### Given task
Reproduce word for word the lines in the records below, beginning with the line that contains "OBJECT_QUERY: purple football glove" and continuing through the final line of the records.

Saved entries:
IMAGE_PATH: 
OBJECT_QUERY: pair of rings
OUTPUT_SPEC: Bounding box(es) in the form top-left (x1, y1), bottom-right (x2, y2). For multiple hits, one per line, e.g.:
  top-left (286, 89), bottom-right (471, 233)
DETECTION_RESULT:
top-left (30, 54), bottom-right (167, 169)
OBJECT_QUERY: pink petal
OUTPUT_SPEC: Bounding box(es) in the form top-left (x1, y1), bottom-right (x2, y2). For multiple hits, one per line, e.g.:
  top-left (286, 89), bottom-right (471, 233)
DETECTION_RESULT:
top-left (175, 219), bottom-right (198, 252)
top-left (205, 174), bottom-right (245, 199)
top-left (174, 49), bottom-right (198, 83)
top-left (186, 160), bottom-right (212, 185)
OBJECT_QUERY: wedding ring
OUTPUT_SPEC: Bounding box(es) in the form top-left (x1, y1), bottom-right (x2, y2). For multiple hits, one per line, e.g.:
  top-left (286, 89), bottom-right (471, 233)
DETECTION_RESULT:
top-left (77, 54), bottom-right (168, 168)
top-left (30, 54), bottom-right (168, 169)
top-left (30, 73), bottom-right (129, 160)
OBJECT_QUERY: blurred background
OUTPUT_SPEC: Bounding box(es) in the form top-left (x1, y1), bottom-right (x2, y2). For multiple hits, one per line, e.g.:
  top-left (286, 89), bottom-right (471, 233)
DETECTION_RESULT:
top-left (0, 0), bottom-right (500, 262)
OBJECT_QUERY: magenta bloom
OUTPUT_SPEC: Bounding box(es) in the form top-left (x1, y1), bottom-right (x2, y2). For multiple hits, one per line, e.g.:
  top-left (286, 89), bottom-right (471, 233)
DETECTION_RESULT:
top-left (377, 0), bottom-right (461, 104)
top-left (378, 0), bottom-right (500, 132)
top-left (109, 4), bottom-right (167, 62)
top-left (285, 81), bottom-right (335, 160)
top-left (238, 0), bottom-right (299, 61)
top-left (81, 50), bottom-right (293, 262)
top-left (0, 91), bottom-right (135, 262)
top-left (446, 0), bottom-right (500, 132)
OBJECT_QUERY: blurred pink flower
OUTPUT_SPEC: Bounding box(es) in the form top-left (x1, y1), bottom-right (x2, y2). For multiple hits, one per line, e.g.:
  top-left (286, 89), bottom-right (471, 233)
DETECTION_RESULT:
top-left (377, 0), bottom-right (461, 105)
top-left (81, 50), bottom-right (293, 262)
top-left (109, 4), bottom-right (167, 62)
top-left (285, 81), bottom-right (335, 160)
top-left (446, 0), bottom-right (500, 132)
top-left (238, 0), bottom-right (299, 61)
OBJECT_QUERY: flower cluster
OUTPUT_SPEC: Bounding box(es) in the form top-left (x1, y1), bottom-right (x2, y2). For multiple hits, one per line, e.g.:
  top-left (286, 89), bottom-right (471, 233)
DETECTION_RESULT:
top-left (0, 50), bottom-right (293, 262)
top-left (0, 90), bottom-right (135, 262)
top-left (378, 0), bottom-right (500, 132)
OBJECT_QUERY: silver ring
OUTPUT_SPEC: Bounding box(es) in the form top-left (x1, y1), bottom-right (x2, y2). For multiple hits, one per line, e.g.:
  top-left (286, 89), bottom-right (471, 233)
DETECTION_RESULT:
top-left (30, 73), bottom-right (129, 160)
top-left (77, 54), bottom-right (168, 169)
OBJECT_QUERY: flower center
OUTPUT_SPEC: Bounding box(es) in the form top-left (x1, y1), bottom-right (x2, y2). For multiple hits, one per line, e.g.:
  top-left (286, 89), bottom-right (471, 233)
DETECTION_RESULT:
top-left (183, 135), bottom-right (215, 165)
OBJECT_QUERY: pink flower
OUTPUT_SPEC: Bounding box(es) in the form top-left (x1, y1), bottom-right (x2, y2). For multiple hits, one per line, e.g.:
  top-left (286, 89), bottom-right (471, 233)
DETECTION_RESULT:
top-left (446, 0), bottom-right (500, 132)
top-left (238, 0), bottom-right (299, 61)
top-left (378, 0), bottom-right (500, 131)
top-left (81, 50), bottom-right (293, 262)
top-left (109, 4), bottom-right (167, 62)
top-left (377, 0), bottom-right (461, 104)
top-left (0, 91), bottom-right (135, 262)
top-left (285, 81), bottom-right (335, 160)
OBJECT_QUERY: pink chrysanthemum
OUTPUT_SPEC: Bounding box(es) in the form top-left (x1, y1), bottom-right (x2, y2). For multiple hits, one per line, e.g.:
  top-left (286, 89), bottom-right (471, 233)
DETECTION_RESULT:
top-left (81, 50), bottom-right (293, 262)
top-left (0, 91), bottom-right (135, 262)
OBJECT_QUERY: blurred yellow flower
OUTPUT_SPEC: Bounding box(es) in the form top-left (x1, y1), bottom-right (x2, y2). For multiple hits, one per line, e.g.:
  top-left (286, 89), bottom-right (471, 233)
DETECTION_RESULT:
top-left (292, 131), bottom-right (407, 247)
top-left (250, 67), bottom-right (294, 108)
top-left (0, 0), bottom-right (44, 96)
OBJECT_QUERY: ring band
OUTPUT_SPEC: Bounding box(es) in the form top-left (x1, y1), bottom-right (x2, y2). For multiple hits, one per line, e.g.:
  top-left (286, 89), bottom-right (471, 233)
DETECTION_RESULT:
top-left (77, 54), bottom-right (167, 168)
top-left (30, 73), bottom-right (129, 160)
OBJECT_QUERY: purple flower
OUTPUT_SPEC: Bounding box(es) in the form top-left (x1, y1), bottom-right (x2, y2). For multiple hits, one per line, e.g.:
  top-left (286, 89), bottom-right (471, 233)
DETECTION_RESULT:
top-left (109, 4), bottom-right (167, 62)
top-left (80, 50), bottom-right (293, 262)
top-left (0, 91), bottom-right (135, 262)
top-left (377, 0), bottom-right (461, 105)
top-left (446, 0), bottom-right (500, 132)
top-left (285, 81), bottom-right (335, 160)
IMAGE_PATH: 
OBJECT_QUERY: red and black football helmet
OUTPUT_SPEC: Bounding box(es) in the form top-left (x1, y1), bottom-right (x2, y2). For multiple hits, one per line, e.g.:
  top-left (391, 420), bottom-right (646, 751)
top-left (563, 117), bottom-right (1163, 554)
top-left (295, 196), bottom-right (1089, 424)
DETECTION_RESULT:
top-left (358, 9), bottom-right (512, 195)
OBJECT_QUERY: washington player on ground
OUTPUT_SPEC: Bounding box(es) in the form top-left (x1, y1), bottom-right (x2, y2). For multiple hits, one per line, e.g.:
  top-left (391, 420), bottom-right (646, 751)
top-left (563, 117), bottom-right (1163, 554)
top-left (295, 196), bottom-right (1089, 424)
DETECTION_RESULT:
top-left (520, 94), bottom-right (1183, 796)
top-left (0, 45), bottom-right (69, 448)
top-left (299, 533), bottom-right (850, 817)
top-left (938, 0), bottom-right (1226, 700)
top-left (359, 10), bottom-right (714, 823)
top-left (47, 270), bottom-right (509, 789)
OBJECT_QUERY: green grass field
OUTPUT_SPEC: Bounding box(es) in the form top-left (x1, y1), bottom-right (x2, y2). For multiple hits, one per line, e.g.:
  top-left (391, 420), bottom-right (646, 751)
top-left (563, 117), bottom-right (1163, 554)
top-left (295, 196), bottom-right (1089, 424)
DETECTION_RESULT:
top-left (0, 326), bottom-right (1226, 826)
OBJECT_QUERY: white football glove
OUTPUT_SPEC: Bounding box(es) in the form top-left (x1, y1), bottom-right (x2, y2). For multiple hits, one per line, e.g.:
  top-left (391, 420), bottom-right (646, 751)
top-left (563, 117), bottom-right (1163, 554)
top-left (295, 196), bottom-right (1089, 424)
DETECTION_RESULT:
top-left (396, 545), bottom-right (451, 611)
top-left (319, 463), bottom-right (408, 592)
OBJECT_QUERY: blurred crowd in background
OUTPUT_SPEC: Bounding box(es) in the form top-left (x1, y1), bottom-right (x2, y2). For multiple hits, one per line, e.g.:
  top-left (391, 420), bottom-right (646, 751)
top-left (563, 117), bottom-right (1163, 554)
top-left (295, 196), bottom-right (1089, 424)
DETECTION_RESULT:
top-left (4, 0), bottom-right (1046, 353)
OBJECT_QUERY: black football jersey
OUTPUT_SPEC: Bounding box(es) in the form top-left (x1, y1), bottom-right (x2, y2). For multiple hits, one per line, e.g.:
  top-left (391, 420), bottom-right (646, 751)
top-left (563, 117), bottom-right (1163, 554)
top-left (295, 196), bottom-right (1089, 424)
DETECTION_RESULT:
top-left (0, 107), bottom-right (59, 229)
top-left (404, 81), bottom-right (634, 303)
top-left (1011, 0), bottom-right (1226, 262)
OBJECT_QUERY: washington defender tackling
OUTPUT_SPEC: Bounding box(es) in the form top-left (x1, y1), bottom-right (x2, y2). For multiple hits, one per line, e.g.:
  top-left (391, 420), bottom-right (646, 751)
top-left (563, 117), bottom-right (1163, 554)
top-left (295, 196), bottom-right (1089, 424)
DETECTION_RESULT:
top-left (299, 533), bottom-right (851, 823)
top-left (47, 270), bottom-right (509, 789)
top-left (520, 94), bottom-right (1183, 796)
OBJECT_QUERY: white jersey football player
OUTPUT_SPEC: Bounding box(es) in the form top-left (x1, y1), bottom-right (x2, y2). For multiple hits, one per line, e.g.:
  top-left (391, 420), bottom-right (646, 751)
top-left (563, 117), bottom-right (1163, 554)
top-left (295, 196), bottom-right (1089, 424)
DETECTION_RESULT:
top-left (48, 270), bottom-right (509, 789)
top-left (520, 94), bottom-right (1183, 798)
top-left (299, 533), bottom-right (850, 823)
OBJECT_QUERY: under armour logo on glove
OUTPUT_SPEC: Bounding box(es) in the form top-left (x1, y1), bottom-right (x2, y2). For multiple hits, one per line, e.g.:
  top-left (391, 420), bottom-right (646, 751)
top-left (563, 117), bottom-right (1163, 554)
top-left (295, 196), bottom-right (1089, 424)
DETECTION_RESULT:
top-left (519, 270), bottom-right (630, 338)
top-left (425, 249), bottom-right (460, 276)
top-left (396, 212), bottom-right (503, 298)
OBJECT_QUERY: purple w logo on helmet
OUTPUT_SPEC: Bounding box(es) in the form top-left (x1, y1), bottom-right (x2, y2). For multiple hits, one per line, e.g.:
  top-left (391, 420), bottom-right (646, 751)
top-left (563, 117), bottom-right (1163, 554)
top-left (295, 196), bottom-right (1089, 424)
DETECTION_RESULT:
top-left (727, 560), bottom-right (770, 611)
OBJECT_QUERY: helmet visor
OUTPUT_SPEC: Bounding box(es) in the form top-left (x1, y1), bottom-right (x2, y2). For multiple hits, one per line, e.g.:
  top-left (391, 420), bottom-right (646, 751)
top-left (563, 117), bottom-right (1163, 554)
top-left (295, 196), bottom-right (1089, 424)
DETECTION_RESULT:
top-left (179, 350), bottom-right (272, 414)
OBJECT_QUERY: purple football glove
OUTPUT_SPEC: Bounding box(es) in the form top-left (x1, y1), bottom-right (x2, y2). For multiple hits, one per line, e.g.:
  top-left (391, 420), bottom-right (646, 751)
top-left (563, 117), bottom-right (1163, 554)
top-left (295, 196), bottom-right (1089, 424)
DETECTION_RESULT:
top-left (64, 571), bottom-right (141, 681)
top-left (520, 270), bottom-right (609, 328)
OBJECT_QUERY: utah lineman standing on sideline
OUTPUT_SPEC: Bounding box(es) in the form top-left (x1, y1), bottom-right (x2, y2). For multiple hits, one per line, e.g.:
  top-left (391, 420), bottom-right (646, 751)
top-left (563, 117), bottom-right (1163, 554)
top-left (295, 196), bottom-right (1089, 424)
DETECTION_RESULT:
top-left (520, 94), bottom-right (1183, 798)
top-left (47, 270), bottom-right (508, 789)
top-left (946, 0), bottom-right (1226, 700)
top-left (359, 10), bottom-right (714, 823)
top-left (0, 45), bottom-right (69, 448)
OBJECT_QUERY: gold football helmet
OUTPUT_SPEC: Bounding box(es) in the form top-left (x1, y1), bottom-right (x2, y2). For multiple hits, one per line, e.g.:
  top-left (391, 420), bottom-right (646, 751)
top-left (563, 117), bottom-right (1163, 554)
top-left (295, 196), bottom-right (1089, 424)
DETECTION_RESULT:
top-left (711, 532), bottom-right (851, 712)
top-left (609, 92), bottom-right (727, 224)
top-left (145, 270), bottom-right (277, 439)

### Expected output
OBJECT_QUERY: purple football glove
OUTPUT_SPEC: Bounding box(es) in the form top-left (x1, y1), bottom-right (x2, y2). For multiple hits, one per line, e.g.:
  top-left (391, 420), bottom-right (646, 751)
top-left (563, 117), bottom-right (1163, 554)
top-left (295, 196), bottom-right (1089, 424)
DETECTION_RESULT:
top-left (64, 571), bottom-right (141, 681)
top-left (520, 270), bottom-right (609, 328)
OBJECT_QUERY: utah lineman standing on sideline
OUTPUT_SPEC: Bounding box(es) in the form top-left (x1, y1), bottom-right (x2, y2). For multiple hits, one per line, e.g.:
  top-left (391, 420), bottom-right (646, 751)
top-left (563, 117), bottom-right (1163, 554)
top-left (295, 196), bottom-right (1089, 424)
DETECTION_RESULT:
top-left (520, 94), bottom-right (1183, 798)
top-left (47, 270), bottom-right (508, 789)
top-left (946, 0), bottom-right (1226, 700)
top-left (359, 10), bottom-right (714, 823)
top-left (0, 45), bottom-right (69, 448)
OBJECT_QUERY: gold football helmet
OUTPUT_SPEC: Bounding box(es) in the form top-left (x1, y1), bottom-right (x2, y2). For multiple hits, one per line, e.g.:
  top-left (391, 420), bottom-right (646, 751)
top-left (563, 117), bottom-right (1163, 554)
top-left (295, 196), bottom-right (1089, 424)
DETECTION_RESULT:
top-left (711, 532), bottom-right (851, 712)
top-left (609, 92), bottom-right (727, 224)
top-left (145, 270), bottom-right (277, 439)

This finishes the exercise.